• **Written task a**
Echo back the speech on the Government's conduct word for word.
================================
This is just typical of the lack of thought, the stupidity, the hypocrisy of the Taoiseach and his Ministers in whom he now asks us to vote confidence. They continue to play down other opinions and attitudes suggesting that they alone are the great custodians of the Irish Celtic heritage and that without their remaining in office it would be utterly and completely destroyed.
We have not heard the end of this sorry story and we will not, I fear, hear the end of it as long as the Government remain in office. Surely it should be apparent that the Government must go. The national interest requires nothing else. There is unexplained still £99,999 9s of public money voted by this House for the relief of human distress and misery in the streets of Belfast and Derry. We do not know what, if anything, ever got it. Maybe it is as well that decimalisation has not come in for the nines might have gone on forever. All the Taoiseach would say up to now is that he was assured that none of the money voted by this House had been used for the attempted importation of arms. All we know now apparently, if we are to rely upon the testimony which Deputy Gibbons asks us to rely upon, is that some £20,000 or £30,000 of that money was certainly not used for the purpose for which it was voted by this House.
================================
• **Written task b**
Duplicate the entries below, from their very beginning through the line that contains "319 99 L 319", with both ends included. Leave the pictures out.

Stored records
================================
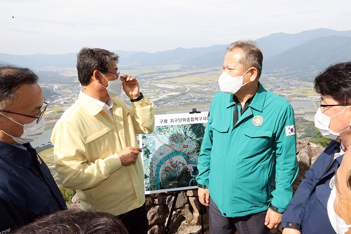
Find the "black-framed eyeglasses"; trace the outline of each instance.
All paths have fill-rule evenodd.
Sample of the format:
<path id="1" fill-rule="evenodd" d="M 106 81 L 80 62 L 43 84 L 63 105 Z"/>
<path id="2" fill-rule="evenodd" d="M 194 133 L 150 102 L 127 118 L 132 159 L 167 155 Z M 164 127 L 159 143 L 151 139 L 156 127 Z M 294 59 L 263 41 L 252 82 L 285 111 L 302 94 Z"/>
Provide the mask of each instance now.
<path id="1" fill-rule="evenodd" d="M 117 71 L 118 71 L 118 70 L 117 70 Z M 118 78 L 119 77 L 119 73 L 120 72 L 118 72 L 118 71 L 117 71 L 116 72 L 109 72 L 108 71 L 107 71 L 107 72 L 105 72 L 105 71 L 99 71 L 99 72 L 108 72 L 108 73 L 112 73 L 113 74 L 117 76 L 117 78 Z"/>
<path id="2" fill-rule="evenodd" d="M 319 99 L 319 106 L 321 107 L 328 107 L 329 106 L 351 106 L 351 103 L 344 103 L 344 104 L 333 104 L 332 105 L 325 105 L 322 104 L 322 98 Z"/>
<path id="3" fill-rule="evenodd" d="M 47 102 L 44 102 L 44 104 L 45 105 L 43 105 L 43 106 L 41 107 L 41 109 L 40 111 L 40 112 L 38 113 L 38 115 L 37 115 L 37 116 L 29 116 L 28 115 L 24 115 L 24 114 L 20 114 L 20 113 L 17 113 L 16 112 L 12 112 L 12 111 L 6 111 L 6 110 L 0 110 L 0 112 L 6 112 L 7 113 L 11 113 L 11 114 L 14 114 L 15 115 L 19 115 L 20 116 L 26 116 L 27 117 L 30 117 L 31 118 L 34 118 L 37 119 L 37 123 L 39 122 L 39 120 L 40 120 L 41 118 L 41 117 L 44 115 L 44 112 L 46 110 L 46 108 L 48 106 Z"/>

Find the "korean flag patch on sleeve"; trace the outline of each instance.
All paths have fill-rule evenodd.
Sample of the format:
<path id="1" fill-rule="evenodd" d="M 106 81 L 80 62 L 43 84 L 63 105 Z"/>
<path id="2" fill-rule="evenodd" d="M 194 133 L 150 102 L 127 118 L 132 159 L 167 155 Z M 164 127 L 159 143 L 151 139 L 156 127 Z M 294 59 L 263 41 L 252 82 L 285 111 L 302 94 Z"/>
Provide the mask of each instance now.
<path id="1" fill-rule="evenodd" d="M 295 135 L 295 126 L 290 125 L 285 126 L 285 135 L 289 136 L 293 136 Z"/>

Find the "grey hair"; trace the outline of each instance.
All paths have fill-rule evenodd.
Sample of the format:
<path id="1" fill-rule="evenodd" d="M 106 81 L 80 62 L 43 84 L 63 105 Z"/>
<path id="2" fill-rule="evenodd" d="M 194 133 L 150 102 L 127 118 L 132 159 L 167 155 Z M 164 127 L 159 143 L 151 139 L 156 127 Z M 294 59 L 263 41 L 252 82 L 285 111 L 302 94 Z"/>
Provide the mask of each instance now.
<path id="1" fill-rule="evenodd" d="M 257 70 L 257 78 L 259 78 L 262 73 L 263 55 L 258 46 L 253 40 L 238 40 L 231 44 L 227 48 L 227 51 L 231 52 L 236 48 L 241 49 L 244 52 L 244 56 L 239 62 L 244 66 L 245 70 L 252 67 L 255 68 Z"/>
<path id="2" fill-rule="evenodd" d="M 38 77 L 30 69 L 0 65 L 0 105 L 7 109 L 16 98 L 15 92 L 24 84 L 37 83 Z"/>
<path id="3" fill-rule="evenodd" d="M 118 56 L 103 49 L 87 47 L 82 48 L 77 55 L 77 68 L 78 79 L 82 86 L 90 83 L 90 79 L 96 70 L 107 72 L 111 60 L 118 62 Z"/>

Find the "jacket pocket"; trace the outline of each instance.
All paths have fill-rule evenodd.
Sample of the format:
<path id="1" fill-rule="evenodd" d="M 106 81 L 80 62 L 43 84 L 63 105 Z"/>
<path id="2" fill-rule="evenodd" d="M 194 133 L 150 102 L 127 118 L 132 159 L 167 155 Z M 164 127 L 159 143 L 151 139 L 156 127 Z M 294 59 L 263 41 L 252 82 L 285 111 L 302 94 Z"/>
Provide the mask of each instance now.
<path id="1" fill-rule="evenodd" d="M 211 128 L 221 133 L 228 133 L 229 130 L 229 127 L 230 127 L 230 125 L 225 124 L 216 121 L 212 122 L 211 124 L 210 124 L 210 126 Z"/>
<path id="2" fill-rule="evenodd" d="M 244 134 L 249 137 L 272 137 L 273 136 L 273 131 L 268 129 L 260 128 L 246 128 Z"/>

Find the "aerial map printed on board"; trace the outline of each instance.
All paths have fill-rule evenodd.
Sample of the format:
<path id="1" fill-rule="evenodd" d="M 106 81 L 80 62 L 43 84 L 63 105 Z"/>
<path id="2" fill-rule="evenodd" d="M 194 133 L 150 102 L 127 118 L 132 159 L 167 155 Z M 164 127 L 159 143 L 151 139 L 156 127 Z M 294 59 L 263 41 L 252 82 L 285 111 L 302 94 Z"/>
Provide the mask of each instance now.
<path id="1" fill-rule="evenodd" d="M 208 112 L 155 116 L 151 134 L 139 136 L 145 194 L 197 187 L 197 156 Z"/>

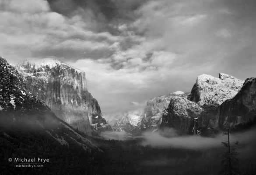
================================
• **Full solution a**
This is just typical of the lack of thought, the stupidity, the hypocrisy of the Taoiseach and his Ministers in whom he now asks us to vote confidence. They continue to play down other opinions and attitudes suggesting that they alone are the great custodians of the Irish Celtic heritage and that without their remaining in office it would be utterly and completely destroyed.
We have not heard the end of this sorry story and we will not, I fear, hear the end of it as long as the Government remain in office. Surely it should be apparent that the Government must go. The national interest requires nothing else. There is unexplained still £99,999 9s of public money voted by this House for the relief of human distress and misery in the streets of Belfast and Derry. We do not know what, if anything, ever got it. Maybe it is as well that decimalisation has not come in for the nines might have gone on forever. All the Taoiseach would say up to now is that he was assured that none of the money voted by this House had been used for the attempted importation of arms. All we know now apparently, if we are to rely upon the testimony which Deputy Gibbons asks us to rely upon, is that some £20,000 or £30,000 of that money was certainly not used for the purpose for which it was voted by this House.

• **Full solution b**
Find the "black-framed eyeglasses"; trace the outline of each instance.
All paths have fill-rule evenodd.
Sample of the format:
<path id="1" fill-rule="evenodd" d="M 106 81 L 80 62 L 43 84 L 63 105 Z"/>
<path id="2" fill-rule="evenodd" d="M 194 133 L 150 102 L 127 118 L 132 159 L 167 155 Z M 164 127 L 159 143 L 151 139 L 156 127 Z M 294 59 L 263 41 L 252 82 L 285 111 L 302 94 Z"/>
Provide the mask of each instance now.
<path id="1" fill-rule="evenodd" d="M 117 71 L 118 71 L 118 70 L 117 70 Z M 118 78 L 119 77 L 119 73 L 120 72 L 118 72 L 118 71 L 117 71 L 116 72 L 109 72 L 108 71 L 107 71 L 107 72 L 105 72 L 105 71 L 99 71 L 99 72 L 108 72 L 108 73 L 112 73 L 113 74 L 117 76 L 117 78 Z"/>
<path id="2" fill-rule="evenodd" d="M 319 99 L 319 106 L 321 107 L 328 107 L 329 106 L 351 106 L 351 103 L 344 103 L 344 104 L 333 104 L 332 105 L 325 105 L 322 104 L 322 98 Z"/>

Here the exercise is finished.